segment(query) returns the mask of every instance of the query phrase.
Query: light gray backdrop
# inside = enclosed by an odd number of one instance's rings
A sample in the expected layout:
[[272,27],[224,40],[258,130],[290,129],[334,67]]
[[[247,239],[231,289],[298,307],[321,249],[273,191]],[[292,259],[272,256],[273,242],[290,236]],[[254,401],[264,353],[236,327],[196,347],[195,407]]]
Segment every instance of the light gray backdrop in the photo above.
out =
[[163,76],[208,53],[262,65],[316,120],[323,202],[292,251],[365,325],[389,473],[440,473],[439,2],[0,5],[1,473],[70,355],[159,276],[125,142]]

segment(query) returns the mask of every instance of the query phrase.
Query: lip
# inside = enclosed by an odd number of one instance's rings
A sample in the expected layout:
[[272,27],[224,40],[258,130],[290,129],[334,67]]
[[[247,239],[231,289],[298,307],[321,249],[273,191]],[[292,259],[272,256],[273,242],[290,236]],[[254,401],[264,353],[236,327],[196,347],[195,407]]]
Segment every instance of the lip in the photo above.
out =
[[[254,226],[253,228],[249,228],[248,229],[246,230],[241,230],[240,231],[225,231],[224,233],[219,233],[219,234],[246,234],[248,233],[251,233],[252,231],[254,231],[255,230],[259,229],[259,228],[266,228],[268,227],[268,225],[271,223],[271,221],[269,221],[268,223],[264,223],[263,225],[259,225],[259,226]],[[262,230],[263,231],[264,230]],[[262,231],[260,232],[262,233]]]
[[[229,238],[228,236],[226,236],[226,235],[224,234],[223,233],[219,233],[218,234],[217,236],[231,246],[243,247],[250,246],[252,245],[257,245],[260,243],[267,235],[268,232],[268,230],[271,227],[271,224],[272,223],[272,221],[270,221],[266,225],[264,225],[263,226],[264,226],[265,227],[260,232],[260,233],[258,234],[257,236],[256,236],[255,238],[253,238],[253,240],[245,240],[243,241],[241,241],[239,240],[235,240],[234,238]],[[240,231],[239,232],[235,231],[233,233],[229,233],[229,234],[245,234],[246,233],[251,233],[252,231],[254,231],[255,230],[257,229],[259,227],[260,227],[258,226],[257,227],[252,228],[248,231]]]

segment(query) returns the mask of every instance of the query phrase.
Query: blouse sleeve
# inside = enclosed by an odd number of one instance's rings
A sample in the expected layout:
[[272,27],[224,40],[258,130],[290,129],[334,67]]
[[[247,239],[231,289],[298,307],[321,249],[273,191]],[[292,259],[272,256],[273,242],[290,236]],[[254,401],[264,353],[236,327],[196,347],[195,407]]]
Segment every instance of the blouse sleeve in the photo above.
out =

◆ **Exercise**: Count the lines of the data above that contain the string "sleeve", treating uppercase and lowercase as different. Reply with the number only.

◆ **Final answer**: 2